Reproduce word for word the part of the email thread below on H2 metadata case, starting with "2014-02-13 22:20 GMT+01:00" and going on through "for investigating further.".
Supplied passage start
#3042 is fixed on GitHub master and will be included in jOOQ 3.3.0. Hope
this will work around your issue for the time being.

Cheers
Lukas


2014-02-13 22:20 GMT+01:00 Lukas Eder <[email protected]>:

> Hi Adam,
>
> 2014-02-13 13:32 GMT+01:00 <[email protected]>:
>
> Hi Lukas
>>
>> Thanks for investigating further.
>>
>> For what it's worth, it actually seems like the IGNORECASE setting makes
>> no difference here; it's only MODE=MySQL that causes the case to be
>> different.
>>
>> Running the query for constraints with case-sensitivity on (H2 default)
>> produces the following results:
>>
>> URL: jdbc:h2:mem:test;DB_CLOSE_DELAY=-1;MODE=MySQL
>> Outputs: public,consultant,CONSULTANTID,constraint_1
>>
>> URL: jdbc:h2:mem:test;DB_CLOSE_DELAY=-1
>> Outputs: PUBLIC,CONSULTANT,CONSULTANTID,CONSTRAINT_1
>>
>> According do the H2 documentation about MySQL Compatibility Mode, The
>> fact that *"Meta data calls return identifiers in lower case"* is by
>> design: http://h2database.com/html/features.html#compatibility
>>
>
> I think Thomas is a PostgreSQL aficionado and thus chose lower case. Many
> other databases report case-insensitive names as upper-case. I believe that
> the SQL standard is indifferent with respect to that, though.
>
> Therefore, it seems to me that jOOQ cannot assume the case of meta data
>> when using H2 because, as far as I can see, there's no way of jOOQ's code
>> generator knowing whether or not the underlying database is in
>> compatibility mode.  In fact, even if you could determine compatibility
>> mode, it's probably not wise to dabble in such a thing.
Supplied passage end
Raw records start
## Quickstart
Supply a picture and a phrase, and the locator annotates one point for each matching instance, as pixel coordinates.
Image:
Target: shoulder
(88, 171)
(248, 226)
Raw records end
→ **Correct output**
2014-02-13 22:20 GMT+01:00 Lukas Eder <[email protected]>:

> Hi Adam,
>
> 2014-02-13 13:32 GMT+01:00 <[email protected]>:
>
> Hi Lukas
>>
>> Thanks for investigating further.